Source records »
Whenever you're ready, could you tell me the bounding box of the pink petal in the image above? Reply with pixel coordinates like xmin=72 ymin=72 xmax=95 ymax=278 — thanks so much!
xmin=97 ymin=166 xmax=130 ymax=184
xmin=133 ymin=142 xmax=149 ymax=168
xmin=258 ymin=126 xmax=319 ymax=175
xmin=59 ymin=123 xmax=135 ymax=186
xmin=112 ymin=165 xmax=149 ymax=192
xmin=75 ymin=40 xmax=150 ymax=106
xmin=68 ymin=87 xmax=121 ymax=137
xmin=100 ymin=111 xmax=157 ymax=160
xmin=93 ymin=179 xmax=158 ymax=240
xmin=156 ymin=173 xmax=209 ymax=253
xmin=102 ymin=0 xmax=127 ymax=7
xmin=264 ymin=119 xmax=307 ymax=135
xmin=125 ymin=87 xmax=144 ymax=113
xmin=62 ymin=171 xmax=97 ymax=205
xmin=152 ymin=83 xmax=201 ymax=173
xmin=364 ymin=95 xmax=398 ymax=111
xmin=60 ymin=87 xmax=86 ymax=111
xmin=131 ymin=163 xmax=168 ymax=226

What this task involves »
Every record should be given again exactly.

Your solution »
Whenever you're ready, could you tell me the bounding box of the pink petal in the image above? Reply with pixel coordinates like xmin=72 ymin=72 xmax=95 ymax=278 — thanks so much!
xmin=97 ymin=166 xmax=130 ymax=184
xmin=133 ymin=142 xmax=149 ymax=168
xmin=258 ymin=126 xmax=319 ymax=175
xmin=59 ymin=123 xmax=135 ymax=186
xmin=112 ymin=165 xmax=149 ymax=192
xmin=75 ymin=40 xmax=150 ymax=106
xmin=68 ymin=87 xmax=121 ymax=137
xmin=100 ymin=111 xmax=157 ymax=160
xmin=93 ymin=179 xmax=158 ymax=240
xmin=156 ymin=173 xmax=209 ymax=253
xmin=102 ymin=0 xmax=127 ymax=7
xmin=264 ymin=119 xmax=307 ymax=135
xmin=125 ymin=87 xmax=144 ymax=113
xmin=62 ymin=171 xmax=97 ymax=205
xmin=152 ymin=83 xmax=201 ymax=173
xmin=364 ymin=95 xmax=398 ymax=111
xmin=60 ymin=87 xmax=86 ymax=111
xmin=131 ymin=163 xmax=168 ymax=226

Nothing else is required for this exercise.